All entries given below are to be returned word for word.

::::::::::

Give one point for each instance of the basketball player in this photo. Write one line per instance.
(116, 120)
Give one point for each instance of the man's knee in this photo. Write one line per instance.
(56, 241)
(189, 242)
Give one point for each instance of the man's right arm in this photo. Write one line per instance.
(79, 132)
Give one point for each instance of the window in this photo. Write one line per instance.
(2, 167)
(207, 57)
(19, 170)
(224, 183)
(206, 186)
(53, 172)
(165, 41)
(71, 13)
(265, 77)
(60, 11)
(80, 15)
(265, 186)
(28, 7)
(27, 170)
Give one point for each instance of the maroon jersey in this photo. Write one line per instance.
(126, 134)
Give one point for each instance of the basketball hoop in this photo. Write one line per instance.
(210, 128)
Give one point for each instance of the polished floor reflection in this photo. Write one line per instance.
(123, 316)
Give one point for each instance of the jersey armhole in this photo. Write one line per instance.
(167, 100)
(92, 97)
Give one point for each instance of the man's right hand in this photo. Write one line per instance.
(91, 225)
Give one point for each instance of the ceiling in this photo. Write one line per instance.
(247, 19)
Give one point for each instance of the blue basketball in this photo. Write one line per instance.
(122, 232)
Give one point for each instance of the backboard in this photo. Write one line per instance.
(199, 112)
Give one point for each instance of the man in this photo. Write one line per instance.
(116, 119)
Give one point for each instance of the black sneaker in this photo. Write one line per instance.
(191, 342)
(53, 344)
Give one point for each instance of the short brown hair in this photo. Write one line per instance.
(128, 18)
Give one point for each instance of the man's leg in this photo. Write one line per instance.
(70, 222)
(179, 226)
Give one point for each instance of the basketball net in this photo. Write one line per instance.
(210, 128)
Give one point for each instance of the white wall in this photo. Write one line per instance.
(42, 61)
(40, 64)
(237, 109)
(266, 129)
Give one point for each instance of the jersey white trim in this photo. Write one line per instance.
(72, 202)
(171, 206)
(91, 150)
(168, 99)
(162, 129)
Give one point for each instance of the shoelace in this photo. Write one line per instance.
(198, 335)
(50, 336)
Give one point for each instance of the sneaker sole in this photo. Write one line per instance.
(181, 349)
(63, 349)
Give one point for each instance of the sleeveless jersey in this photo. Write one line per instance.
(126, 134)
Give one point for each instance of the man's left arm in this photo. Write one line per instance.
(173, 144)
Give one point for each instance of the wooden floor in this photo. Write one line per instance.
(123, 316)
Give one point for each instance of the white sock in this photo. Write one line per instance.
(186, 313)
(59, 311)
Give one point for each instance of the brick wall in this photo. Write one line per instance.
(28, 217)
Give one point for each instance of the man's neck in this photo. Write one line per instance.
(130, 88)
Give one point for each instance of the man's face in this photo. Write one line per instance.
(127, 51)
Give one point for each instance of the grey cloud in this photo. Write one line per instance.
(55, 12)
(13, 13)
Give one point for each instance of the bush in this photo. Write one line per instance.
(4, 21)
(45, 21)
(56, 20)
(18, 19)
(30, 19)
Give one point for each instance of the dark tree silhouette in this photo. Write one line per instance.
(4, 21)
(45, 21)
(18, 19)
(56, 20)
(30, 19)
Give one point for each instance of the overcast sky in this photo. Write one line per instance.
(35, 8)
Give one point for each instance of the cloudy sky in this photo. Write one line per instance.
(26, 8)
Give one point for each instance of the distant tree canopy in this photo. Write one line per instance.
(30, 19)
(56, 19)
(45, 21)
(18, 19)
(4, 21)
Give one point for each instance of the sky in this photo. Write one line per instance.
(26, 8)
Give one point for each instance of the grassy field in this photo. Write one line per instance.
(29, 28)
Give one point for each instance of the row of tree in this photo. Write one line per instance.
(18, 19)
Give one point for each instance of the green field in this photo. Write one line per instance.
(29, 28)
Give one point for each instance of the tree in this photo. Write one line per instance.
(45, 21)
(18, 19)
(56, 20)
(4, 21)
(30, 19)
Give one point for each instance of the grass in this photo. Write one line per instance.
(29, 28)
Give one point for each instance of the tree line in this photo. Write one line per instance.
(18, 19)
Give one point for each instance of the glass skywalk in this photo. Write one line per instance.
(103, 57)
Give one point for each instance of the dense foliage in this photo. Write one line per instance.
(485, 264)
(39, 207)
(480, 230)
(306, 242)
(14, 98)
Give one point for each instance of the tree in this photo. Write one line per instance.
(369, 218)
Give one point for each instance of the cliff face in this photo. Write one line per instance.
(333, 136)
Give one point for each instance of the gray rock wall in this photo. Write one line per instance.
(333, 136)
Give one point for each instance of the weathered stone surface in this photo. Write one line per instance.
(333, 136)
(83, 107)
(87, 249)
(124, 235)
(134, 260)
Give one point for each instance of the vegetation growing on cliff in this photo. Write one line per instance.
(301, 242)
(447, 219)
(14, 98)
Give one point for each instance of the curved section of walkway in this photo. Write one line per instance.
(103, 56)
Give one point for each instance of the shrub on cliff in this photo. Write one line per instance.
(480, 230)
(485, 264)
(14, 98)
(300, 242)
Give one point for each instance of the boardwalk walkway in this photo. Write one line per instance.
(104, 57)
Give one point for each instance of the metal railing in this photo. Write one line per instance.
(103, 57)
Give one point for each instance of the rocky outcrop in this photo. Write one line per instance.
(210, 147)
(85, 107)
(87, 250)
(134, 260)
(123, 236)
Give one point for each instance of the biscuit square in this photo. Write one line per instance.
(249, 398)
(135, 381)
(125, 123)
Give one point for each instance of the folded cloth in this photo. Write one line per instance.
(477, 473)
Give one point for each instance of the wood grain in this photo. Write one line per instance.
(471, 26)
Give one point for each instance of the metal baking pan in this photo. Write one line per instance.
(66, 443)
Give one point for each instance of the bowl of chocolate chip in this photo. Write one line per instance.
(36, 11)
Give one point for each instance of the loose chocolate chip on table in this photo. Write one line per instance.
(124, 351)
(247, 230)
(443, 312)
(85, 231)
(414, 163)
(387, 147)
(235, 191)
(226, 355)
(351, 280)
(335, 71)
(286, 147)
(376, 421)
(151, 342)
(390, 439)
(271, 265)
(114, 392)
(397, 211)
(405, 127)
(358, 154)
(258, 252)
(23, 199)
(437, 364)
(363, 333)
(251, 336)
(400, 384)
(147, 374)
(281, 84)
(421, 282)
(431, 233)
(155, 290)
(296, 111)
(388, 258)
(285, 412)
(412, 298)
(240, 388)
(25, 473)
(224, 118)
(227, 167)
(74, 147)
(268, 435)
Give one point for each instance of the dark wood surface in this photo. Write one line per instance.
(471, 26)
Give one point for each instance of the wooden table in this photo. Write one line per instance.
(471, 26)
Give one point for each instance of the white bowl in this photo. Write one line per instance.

::::::::::

YOUR SOLUTION:
Give one point for each instance of the basketball player in this photo. Write one line per instance.
(116, 120)
Give one point for each instance of the man's knee in this photo. Write one line per instance.
(56, 241)
(189, 242)
Give one point for each instance of the man's right arm in this photo. Write one line per instance.
(79, 132)
Give one point for each instance of the window in this photo. Write one line per instance.
(2, 167)
(207, 57)
(19, 170)
(224, 183)
(206, 186)
(53, 172)
(165, 41)
(71, 13)
(265, 77)
(60, 11)
(80, 15)
(265, 186)
(28, 7)
(27, 170)
Give one point for each instance of the maroon jersey in this photo. Write one line per instance.
(126, 134)
Give one point for each instance of the basketball hoop in this photo. Write one line per instance.
(210, 128)
Give one point for each instance of the polished floor reflection in this photo. Write one line per instance.
(123, 316)
Give one point for each instance of the jersey armhole in this photo. Write one line per instance.
(167, 100)
(92, 97)
Give one point for each instance of the man's right hand in this photo. Write one line per instance.
(91, 225)
Give one point for each instance of the ceiling in this photo. Write one line per instance.
(247, 19)
Give one point for each instance of the blue basketball in this photo. Write one line per instance.
(122, 232)
Give one point for each instance of the backboard in this photo. Write one line per instance.
(199, 112)
Give one point for each instance of the man in this photo. Write one line per instance.
(116, 119)
Give one point for each instance of the black sneaker in this photo. Write one line per instance.
(191, 342)
(53, 344)
Give one point for each instance of the short brown hair in this photo. Write one line per instance.
(128, 18)
Give one point for each instance of the man's leg in this photo. Write one line per instance.
(70, 222)
(179, 226)
Give one point for each instance of the basketball net in this photo. Write one line per instance.
(210, 128)
Give one point for each instance of the white wall in this photo. Write one line per instance.
(42, 61)
(40, 64)
(237, 109)
(266, 129)
Give one point for each instance of the jersey white trim in this photo. Write one line per instance.
(72, 202)
(171, 206)
(91, 150)
(168, 99)
(162, 129)
Give one point for each instance of the shoelace in this photo. Write one line per instance.
(198, 335)
(50, 336)
Give one point for each instance of the sneaker sole in this photo. Write one line per instance.
(181, 349)
(63, 349)
Give one point for each instance of the sleeveless jersey in this photo. Write one line per instance.
(126, 134)
Give one point for each instance of the man's left arm in this photo. Write one line per instance.
(173, 144)
Give one point for each instance of the wooden floor in this photo. Write one line per instance.
(123, 316)
Give one point for each instance of the white sock in this photo. Write one line per instance.
(186, 313)
(59, 311)
Give one point for each instance of the brick wall in this photo. Write one line per instance.
(28, 217)
Give one point for each instance of the man's neck in this photo. Write one line per instance.
(130, 88)
Give one point for each instance of the man's face in this photo. Write one line per instance.
(127, 51)
Give one point for each instance of the grey cloud in this photo. Write one line per instance.
(55, 12)
(13, 13)
Give one point for each instance of the bush in this photo. Write one line per instance.
(4, 21)
(45, 21)
(56, 20)
(18, 19)
(30, 19)
Give one point for each instance of the dark tree silhouette in this photo. Write one line per instance.
(4, 21)
(45, 21)
(18, 19)
(56, 20)
(30, 19)
Give one point for each instance of the overcast sky in this photo. Write one line per instance.
(35, 8)
Give one point for each instance of the cloudy sky in this photo. Write one line per instance.
(26, 8)
Give one point for each instance of the distant tree canopy in this photo. Write one line per instance.
(30, 19)
(56, 19)
(45, 21)
(18, 19)
(4, 21)
Give one point for each instance of the sky in this photo. Write one line per instance.
(26, 8)
Give one point for each instance of the grassy field in this photo. Write one line per instance.
(29, 28)
Give one point for each instance of the row of tree in this photo. Write one line per instance.
(18, 19)
Give one point for each instance of the green field in this photo. Write one line per instance.
(29, 28)
Give one point for each instance of the tree in this photo. Write one line per instance.
(45, 21)
(18, 19)
(56, 20)
(4, 21)
(30, 19)
Give one point for each instance of the grass in this photo. Write one line per instance.
(29, 28)
Give one point for each instance of the tree line in this photo. Write one line per instance.
(18, 19)
Give one point for each instance of the glass skywalk in this photo. Write one line per instance.
(103, 57)
Give one point for each instance of the dense foliage in this photo. Write one line per instance.
(485, 264)
(39, 207)
(480, 230)
(306, 242)
(14, 98)
Give one point for each instance of the tree in this photo. Write one line per instance.
(369, 218)
Give one point for each instance of the cliff face in this photo. Write one line per instance.
(333, 136)
Give one point for each instance of the gray rock wall in this photo. Write one line per instance.
(333, 136)
Give one point for each instance of the weathered stone surface in this photo. Write one line per instance.
(333, 136)
(83, 107)
(87, 249)
(124, 235)
(134, 260)
Give one point for each instance of the vegetation growing on cliff in this photo. Write one line per instance.
(301, 242)
(447, 219)
(14, 98)
Give one point for each instance of the curved section of walkway in this photo. Write one line per instance.
(103, 56)
Give one point for each instance of the shrub on cliff in this photo. Write one line per instance.
(480, 230)
(485, 264)
(14, 98)
(300, 242)
Give one point for each instance of the boardwalk walkway in this photo. Write one line per instance.
(104, 57)
Give one point for each instance of the metal railing in this photo. Write one line per instance.
(103, 57)
Give one point for each instance of the rocky outcrop in this photo. Write one line per instance.
(210, 147)
(85, 107)
(87, 250)
(134, 260)
(123, 236)
Give one point for each instance of the biscuit square in this photo. Write one line per instance.
(249, 398)
(135, 381)
(125, 123)
Give one point for each instance of the folded cloth in this photo. Write one line per instance.
(477, 473)
Give one point for each instance of the wood grain in this photo. Write one line per instance.
(471, 26)
Give one point for each instance of the metal baking pan in this photo. Write one line per instance.
(66, 443)
Give one point for each instance of the bowl of chocolate chip in this photo. Write one line per instance.
(36, 11)
Give one point for each instance of the loose chocolate chip on table in this photo. Write one line per instance.
(124, 351)
(247, 230)
(443, 312)
(85, 231)
(414, 163)
(387, 147)
(235, 191)
(226, 355)
(351, 280)
(335, 71)
(286, 147)
(376, 421)
(151, 342)
(390, 439)
(271, 265)
(114, 392)
(397, 211)
(405, 127)
(358, 154)
(258, 252)
(23, 199)
(437, 364)
(363, 333)
(251, 336)
(400, 384)
(147, 374)
(281, 84)
(421, 282)
(431, 233)
(155, 290)
(296, 111)
(388, 258)
(285, 412)
(412, 298)
(240, 388)
(25, 473)
(224, 118)
(227, 167)
(74, 147)
(268, 435)
Give one point for each instance of the dark wood surface in this photo. Write one line per instance.
(471, 26)
Give one point for each instance of the wooden table in this photo. Write one line per instance.
(471, 26)
Give one point for each instance of the white bowl in this photo. Write one line per instance.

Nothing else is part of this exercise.